━━ Reading text ━━

She, my wife, has quite a reading list that has been suggested to her by our therapist. Not only are all three of Jenny’s books on the list, but Amanda Knox’s Love Lives Here and Janet Mock’s Redefining Realness. (They’re all in our shared Kindle / Audible library now.)
Changing the subject: You have to give Jenny a whole lot of credit. She out there advocating for acceptance of what we live. I’m still very much in the middle of my journey; finally finding the courage to go public as Kathryn ‘Kate’ Jannell.
(I held up responding for a few days because I needed to think. These comments are going to go in a weird direction. However, this is where my heart is leading me.)
Jenny’s story, and this is NOT to degrade her, is a story of white privilege and decent financial resources. Jenny’s story is very, very much my story. I get it.
Janet’s story, and this is NOT to degrade her, is a story of a racial minority who sold her body to be able to live authentically. Janet’s story is not so much my story.
Yet, in my Midwest US Trans community, I’ve met, and KNOW, women in each situation. It brings me to tears.
I don’t feel that I yet blend well. Right now, I’m very much in boy/girl mode deciding each morning how I will present based on who I expect to be dealing with.
At some point, hopefully very soon, I’ll be confident freeing Kate in all situations. I hope that I can then advocate (like some other women in my/our community) for all women, especially those of limited resources who face other reasons for discrimination besides accepting they are trans.
Final note on your reference to Mia and her awareness of being Trans at a much younger age. (Again, just my heart rambling...)
I’ve known I was Trans since my earliest memories around age 3.
At age 3, I couldn’t enunciate the feelings. I didn’t understand them, and when I commented to my mother, she discounted me. I was a teenager when I became fascinated by the story of Renee Richards and for the first time understood that there were others like me, and they could do, and did, something about those feelings. However, I tried to live the normal heterosexual male expected by our society. I had my multiple coping mechanisms.
One by one, each of those mechanisms failed and were thrown aside until I had no other survivable option.
My point: I think all of us feel something isn’t right at a very early age. Unfortunately, our abilities to comprehend what we are feeling, and whether or not we live in a supportive environment greatly influences our decisions on transitioning. The smarter ones among us transition earlier in their lives.
Sorry, but I warned this post was going to go in a weird direction.

━━━
━━ Given information ━━

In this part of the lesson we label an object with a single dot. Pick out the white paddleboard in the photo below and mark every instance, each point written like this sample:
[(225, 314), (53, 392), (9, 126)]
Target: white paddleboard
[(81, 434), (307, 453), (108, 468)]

━━━

# Tasks to carry out
a) In the comment, whose story does the writer say is "very, very much my story"?
b) Pull out the passage of the comment starting with "Yet, in my Midwest" and going on through "around age 3.".

# Numbered responses
a) Jenny's story.

b)
Yet, in my Midwest US Trans community, I’ve met, and KNOW, women in each situation. It brings me to tears.
I don’t feel that I yet blend well. Right now, I’m very much in boy/girl mode deciding each morning how I will present based on who I expect to be dealing with.
At some point, hopefully very soon, I’ll be confident freeing Kate in all situations. I hope that I can then advocate (like some other women in my/our community) for all women, especially those of limited resources who face other reasons for discrimination besides accepting they are trans.
Final note on your reference to Mia and her awareness of being Trans at a much younger age. (Again, just my heart rambling...)
I’ve known I was Trans since my earliest memories around age 3.